**Information provided:**
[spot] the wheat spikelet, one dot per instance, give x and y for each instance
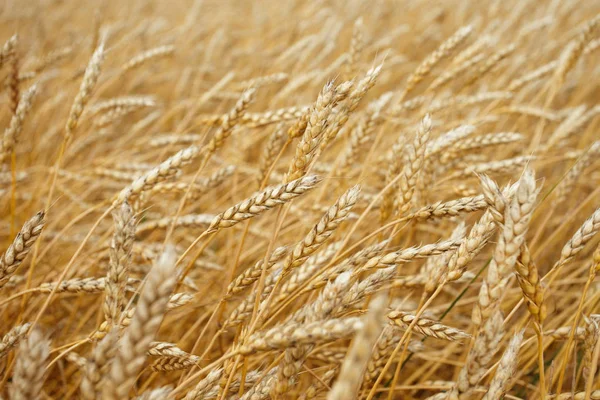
(527, 275)
(354, 262)
(350, 96)
(566, 184)
(20, 247)
(163, 171)
(120, 258)
(313, 133)
(307, 271)
(427, 327)
(171, 357)
(335, 215)
(28, 376)
(271, 150)
(11, 133)
(578, 241)
(122, 102)
(262, 201)
(321, 309)
(200, 390)
(97, 367)
(134, 344)
(406, 255)
(293, 334)
(353, 368)
(415, 155)
(516, 222)
(252, 274)
(442, 52)
(483, 350)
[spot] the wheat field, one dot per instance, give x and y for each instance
(362, 199)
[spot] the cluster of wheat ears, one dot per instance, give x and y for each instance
(361, 199)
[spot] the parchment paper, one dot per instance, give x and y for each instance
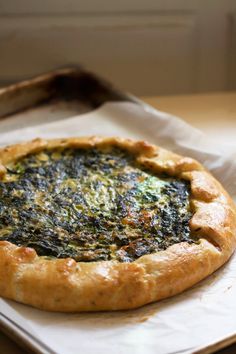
(200, 316)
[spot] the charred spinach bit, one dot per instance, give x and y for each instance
(91, 205)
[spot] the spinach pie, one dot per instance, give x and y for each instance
(93, 223)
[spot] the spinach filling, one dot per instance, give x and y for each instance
(91, 205)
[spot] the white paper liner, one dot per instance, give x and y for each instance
(196, 318)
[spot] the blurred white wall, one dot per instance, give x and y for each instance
(145, 47)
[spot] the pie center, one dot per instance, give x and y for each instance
(92, 205)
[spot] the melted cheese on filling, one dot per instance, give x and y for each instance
(91, 205)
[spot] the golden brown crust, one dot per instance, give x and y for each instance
(64, 285)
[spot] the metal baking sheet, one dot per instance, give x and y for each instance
(57, 96)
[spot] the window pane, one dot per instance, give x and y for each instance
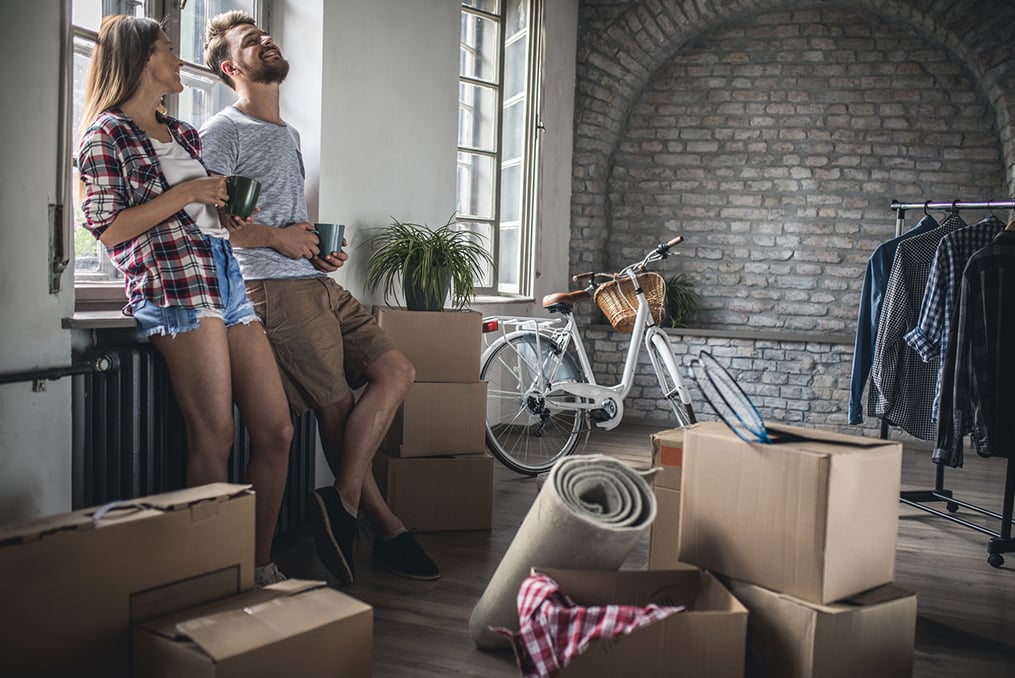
(516, 66)
(475, 186)
(510, 258)
(479, 48)
(477, 122)
(511, 192)
(193, 19)
(203, 96)
(491, 6)
(88, 13)
(514, 131)
(485, 232)
(517, 17)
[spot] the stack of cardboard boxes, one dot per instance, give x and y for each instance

**Assignment:** The records must come back exactly, with their pictures removed.

**Exercise answer:**
[spot] the wheat spikelet, one dot per instance, give x and y for each instance
(527, 275)
(354, 262)
(350, 96)
(566, 184)
(20, 247)
(163, 171)
(120, 258)
(313, 133)
(307, 271)
(427, 327)
(171, 357)
(335, 215)
(28, 376)
(271, 150)
(11, 133)
(578, 241)
(122, 102)
(262, 201)
(321, 309)
(200, 390)
(97, 367)
(134, 344)
(406, 255)
(293, 334)
(353, 368)
(415, 155)
(516, 222)
(252, 274)
(442, 52)
(483, 350)
[spot] the wheat field, one dot per instance, give x and y for each instance
(362, 199)
[spot] the cluster of wheat ears, one dot per instance, give x and y for each instance
(361, 199)
[spot] the parchment paper, one dot per instance, give x and y for each instance
(200, 316)
[spot] the charred spinach bit, one dot per instance, give x and y for each instance
(91, 205)
[spot] the spinach pie, one dot per instance, give x and y for each instance
(93, 223)
[spot] the spinach filling, one dot per instance, give x and y for each instance
(91, 205)
[spot] the white paper liner, one dot per instance, give x and y for each instance
(196, 318)
[spot] the blurred white wall, one dot per instance, give x and y for each instance
(145, 47)
[spot] the pie center, one dot per instance, give x and y for each instance
(92, 205)
[spot] the melted cheese on filling, one dot per instance, give x and y for each instance
(91, 205)
[spot] the golden brown crust, one dot per instance, give x and y for each instance
(64, 285)
[spot] the metal baking sheet, one dot per instance, give x and y for each instance
(57, 96)
[spot] the window pane, one dot per instance, give x and y for each instance
(516, 66)
(475, 186)
(510, 258)
(479, 48)
(477, 122)
(511, 192)
(193, 19)
(203, 96)
(491, 6)
(88, 13)
(514, 131)
(485, 232)
(517, 17)
[spot] the stack of cardboard boxes, one dot per instance, give x and y for each instance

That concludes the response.